**Fragmento:**
------------------------------------

Pero el 16 de marzo, cuando el presidente Rodrigo Duterte declaró la cuarentena estricta en la isla de Luzón, quienes vivimos en la gran cuidad nos despertamos en un mundo distinto. Controles en las carreteras, estaciones de desinfección, chequeos de temperatura y una cifra: 170, el número de casos en el país que dio al Gobierno el empujón definitivo para decretar un cierre casi total. Hubo protestas, pero fueron mínimas.

Porque los filipinos son un pueblo sociable, pero también precavido. Si creen ustedes que el coronavirus da miedo, deberían ver el pavor que una factura de hospital puede causarle a una familia humilde en este país. En Manila el papel higiénico no se agota, porque los filipinos se asean con agua y jabón cuando usan el excusado. El lavado de manos es habitual y concienzudo, y el alcohol para desinfección de manos se puede obtener en tiendas y supermercados desde hace décadas.

------------------------------------

**Material proporcionado:**
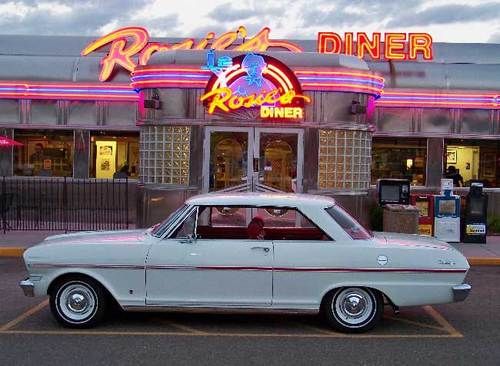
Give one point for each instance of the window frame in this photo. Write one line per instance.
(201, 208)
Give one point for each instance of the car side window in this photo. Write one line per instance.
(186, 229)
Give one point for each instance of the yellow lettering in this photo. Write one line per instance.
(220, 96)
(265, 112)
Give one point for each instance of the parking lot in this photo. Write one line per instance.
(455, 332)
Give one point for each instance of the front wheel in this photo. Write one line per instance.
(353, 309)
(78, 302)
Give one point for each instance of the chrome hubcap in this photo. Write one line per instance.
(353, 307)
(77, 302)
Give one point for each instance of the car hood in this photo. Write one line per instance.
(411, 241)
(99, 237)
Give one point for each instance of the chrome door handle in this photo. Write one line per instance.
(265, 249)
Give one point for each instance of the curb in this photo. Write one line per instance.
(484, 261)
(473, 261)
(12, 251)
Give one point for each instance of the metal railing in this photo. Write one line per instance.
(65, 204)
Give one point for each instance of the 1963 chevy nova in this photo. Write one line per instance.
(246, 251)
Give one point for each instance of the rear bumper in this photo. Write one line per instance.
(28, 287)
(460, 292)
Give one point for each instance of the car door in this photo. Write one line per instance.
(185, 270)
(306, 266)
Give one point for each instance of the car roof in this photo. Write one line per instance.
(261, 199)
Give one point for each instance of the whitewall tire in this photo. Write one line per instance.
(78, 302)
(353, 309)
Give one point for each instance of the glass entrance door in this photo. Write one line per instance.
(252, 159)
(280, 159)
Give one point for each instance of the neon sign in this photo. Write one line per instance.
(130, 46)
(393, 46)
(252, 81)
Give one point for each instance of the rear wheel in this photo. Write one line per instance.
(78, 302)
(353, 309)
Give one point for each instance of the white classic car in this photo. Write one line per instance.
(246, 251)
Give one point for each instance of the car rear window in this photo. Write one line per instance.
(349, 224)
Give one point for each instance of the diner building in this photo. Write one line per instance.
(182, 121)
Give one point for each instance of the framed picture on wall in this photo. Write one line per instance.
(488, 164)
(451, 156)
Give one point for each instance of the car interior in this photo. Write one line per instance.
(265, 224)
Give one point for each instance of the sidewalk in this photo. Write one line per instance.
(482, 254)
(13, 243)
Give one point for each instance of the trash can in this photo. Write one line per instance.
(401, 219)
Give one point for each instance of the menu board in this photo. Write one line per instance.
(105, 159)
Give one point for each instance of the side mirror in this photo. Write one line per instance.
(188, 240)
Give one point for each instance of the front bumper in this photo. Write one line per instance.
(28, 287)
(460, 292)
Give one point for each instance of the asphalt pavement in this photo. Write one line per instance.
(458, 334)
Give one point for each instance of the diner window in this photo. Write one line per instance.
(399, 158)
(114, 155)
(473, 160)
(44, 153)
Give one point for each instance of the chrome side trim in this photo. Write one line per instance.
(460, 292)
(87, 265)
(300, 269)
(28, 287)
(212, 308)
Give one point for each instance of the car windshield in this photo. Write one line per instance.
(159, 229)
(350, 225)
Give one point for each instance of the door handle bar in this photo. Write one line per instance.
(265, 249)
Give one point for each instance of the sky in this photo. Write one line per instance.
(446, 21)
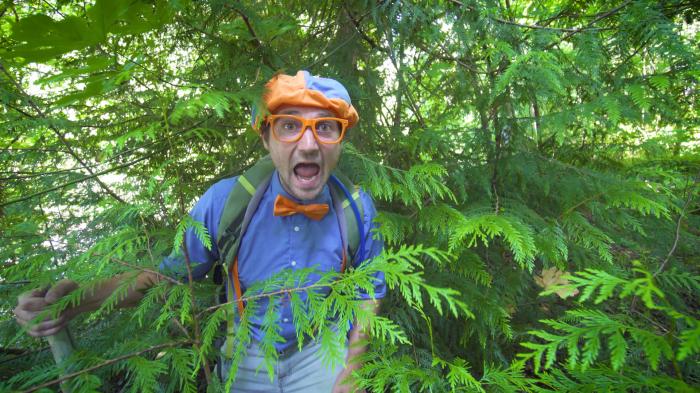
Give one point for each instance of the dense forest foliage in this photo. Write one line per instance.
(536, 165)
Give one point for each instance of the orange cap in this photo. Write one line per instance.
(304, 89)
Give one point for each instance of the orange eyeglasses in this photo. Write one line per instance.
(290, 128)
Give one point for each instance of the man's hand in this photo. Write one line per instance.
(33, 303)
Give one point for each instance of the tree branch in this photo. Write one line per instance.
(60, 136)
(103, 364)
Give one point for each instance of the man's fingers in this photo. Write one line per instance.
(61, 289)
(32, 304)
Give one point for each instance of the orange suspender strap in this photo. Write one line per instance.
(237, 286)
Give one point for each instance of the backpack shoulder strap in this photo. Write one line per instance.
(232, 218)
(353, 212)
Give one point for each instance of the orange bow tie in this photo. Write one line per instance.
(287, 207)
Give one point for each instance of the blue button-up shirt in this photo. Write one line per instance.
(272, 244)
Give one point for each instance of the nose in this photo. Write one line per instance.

------------------------------------

**Consigna:**
Vuelve a escribir completo el fragmento sobre la cuarentena en Luzón, letra por letra y sin cambio alguno.

**Resultado del ejercicio:**
Pero el 16 de marzo, cuando el presidente Rodrigo Duterte declaró la cuarentena estricta en la isla de Luzón, quienes vivimos en la gran cuidad nos despertamos en un mundo distinto. Controles en las carreteras, estaciones de desinfección, chequeos de temperatura y una cifra: 170, el número de casos en el país que dio al Gobierno el empujón definitivo para decretar un cierre casi total. Hubo protestas, pero fueron mínimas.

Porque los filipinos son un pueblo sociable, pero también precavido. Si creen ustedes que el coronavirus da miedo, deberían ver el pavor que una factura de hospital puede causarle a una familia humilde en este país. En Manila el papel higiénico no se agota, porque los filipinos se asean con agua y jabón cuando usan el excusado. El lavado de manos es habitual y concienzudo, y el alcohol para desinfección de manos se puede obtener en tiendas y supermercados desde hace décadas.